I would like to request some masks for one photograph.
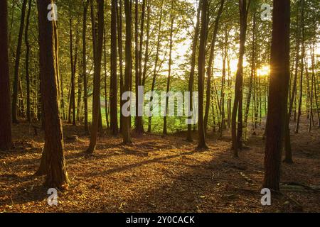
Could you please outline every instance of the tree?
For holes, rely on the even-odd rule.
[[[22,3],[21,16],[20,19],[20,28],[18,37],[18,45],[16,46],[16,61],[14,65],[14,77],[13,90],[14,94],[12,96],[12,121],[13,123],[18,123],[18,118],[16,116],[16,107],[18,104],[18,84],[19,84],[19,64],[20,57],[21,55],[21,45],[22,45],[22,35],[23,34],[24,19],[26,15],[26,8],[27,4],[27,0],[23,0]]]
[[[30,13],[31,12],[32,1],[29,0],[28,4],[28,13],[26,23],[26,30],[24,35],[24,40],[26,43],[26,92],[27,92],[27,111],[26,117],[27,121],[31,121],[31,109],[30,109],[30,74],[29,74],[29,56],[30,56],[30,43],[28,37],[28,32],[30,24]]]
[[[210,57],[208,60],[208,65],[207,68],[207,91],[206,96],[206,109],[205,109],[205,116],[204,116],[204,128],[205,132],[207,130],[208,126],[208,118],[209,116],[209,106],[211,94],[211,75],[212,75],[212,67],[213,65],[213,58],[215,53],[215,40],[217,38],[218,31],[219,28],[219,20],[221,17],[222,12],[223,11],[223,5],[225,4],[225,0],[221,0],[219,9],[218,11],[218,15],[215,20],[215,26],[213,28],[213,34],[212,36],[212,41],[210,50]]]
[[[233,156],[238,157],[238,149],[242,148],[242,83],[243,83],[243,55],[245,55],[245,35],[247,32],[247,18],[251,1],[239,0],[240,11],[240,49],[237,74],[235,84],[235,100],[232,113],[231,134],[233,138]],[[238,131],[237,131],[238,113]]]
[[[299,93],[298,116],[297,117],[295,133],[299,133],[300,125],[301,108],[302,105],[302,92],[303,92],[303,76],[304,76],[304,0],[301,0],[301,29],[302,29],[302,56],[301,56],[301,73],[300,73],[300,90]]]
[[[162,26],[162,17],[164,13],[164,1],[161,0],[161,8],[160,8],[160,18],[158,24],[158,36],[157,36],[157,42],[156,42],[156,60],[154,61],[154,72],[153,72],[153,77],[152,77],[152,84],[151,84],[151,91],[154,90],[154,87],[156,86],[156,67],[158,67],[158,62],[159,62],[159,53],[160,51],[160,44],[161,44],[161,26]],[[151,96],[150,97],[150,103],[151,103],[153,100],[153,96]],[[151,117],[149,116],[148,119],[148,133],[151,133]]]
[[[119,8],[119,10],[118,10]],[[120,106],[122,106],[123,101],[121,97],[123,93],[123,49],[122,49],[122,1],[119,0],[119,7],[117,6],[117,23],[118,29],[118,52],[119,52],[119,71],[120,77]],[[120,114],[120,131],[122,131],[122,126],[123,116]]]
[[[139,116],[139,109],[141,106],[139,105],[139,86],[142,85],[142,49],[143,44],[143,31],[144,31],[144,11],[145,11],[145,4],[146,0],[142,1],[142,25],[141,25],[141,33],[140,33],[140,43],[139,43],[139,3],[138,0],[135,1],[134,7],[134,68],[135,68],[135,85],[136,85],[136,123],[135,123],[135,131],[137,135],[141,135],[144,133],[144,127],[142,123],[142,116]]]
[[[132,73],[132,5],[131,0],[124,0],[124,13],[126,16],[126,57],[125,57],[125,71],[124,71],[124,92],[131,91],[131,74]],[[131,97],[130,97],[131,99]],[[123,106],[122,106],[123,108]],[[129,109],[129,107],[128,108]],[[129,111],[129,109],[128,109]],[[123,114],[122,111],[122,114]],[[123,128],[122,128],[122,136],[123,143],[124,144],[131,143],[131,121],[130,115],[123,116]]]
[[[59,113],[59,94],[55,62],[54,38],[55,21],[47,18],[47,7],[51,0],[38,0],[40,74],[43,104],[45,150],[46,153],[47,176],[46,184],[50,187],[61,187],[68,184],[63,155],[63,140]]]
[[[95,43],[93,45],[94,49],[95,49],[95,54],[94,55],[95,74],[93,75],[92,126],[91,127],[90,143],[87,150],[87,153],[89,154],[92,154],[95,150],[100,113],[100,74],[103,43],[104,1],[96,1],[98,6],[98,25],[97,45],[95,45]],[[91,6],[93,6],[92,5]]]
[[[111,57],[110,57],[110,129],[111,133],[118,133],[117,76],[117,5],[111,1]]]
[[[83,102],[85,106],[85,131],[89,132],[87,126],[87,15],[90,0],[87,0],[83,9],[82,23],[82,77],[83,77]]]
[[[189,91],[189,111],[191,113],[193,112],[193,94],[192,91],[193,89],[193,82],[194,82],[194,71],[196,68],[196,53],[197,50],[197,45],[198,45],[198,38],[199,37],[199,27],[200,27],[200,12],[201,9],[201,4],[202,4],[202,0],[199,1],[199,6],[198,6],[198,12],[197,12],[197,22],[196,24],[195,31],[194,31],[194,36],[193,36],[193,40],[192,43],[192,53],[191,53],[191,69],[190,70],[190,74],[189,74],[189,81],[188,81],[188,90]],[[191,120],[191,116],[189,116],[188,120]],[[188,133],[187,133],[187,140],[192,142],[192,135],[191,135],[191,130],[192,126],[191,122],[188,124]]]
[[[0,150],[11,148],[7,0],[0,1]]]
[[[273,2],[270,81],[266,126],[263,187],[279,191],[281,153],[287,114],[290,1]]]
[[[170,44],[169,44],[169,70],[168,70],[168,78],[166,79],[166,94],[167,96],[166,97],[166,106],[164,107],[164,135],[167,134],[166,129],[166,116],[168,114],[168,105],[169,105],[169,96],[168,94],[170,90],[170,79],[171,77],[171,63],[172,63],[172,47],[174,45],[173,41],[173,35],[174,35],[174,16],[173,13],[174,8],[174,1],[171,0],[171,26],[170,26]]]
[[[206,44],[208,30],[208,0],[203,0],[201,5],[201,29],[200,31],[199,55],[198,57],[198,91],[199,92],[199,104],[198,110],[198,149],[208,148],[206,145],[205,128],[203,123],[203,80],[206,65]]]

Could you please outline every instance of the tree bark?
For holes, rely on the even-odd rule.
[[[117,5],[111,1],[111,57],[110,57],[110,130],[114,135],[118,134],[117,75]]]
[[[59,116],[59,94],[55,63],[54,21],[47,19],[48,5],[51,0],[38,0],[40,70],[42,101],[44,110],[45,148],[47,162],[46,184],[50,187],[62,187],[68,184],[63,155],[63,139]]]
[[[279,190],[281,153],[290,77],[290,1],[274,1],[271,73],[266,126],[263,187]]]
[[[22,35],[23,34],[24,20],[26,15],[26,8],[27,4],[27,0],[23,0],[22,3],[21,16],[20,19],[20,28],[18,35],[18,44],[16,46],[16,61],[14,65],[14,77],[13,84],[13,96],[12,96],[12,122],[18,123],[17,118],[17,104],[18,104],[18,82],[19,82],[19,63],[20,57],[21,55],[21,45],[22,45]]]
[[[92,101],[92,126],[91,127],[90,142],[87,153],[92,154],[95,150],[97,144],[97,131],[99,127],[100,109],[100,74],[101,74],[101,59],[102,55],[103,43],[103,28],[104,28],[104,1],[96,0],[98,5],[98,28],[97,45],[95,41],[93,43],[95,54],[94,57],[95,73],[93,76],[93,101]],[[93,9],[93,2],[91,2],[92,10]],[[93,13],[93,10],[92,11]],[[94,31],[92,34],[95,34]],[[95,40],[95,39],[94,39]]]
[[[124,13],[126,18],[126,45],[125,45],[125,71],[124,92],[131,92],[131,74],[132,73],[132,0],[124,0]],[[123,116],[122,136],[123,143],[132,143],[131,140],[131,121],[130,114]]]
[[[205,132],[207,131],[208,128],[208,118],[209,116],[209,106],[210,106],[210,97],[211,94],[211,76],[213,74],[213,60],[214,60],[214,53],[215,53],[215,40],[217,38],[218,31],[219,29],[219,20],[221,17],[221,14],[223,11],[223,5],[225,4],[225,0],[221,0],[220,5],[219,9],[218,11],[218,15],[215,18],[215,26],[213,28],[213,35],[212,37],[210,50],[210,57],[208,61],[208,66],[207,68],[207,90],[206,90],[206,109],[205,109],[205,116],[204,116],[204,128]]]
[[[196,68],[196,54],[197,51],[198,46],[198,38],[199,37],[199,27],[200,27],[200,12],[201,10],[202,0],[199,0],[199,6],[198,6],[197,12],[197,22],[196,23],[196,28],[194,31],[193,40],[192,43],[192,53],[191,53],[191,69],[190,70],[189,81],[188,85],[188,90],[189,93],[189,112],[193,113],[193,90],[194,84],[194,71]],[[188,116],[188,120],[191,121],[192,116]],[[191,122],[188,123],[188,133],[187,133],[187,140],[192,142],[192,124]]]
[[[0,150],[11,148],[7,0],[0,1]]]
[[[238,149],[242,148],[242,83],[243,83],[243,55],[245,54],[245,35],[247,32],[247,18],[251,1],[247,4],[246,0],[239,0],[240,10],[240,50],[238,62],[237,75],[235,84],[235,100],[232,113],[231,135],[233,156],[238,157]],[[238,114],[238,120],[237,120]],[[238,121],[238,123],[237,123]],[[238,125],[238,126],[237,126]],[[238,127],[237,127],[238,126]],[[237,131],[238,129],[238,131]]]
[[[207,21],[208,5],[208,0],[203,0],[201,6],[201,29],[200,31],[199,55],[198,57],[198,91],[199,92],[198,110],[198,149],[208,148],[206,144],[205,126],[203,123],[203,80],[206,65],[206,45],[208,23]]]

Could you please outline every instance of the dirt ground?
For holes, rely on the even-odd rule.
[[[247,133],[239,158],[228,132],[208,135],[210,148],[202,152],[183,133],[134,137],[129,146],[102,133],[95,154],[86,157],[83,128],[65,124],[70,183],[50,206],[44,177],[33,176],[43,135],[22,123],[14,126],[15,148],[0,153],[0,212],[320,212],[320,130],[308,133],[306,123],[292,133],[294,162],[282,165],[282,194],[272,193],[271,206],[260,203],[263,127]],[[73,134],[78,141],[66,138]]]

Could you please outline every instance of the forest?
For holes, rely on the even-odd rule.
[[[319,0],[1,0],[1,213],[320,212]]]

· · · · ·

■ Goal
Copy everything from the line containing "Could you please outline every instance of the forest?" down to the last of the rows above, keeping each line exactly the same.

■ Response to the task
Could you please outline every instance of the forest?
For holes, rely on the even-odd rule.
[[[319,0],[1,0],[1,213],[320,212]]]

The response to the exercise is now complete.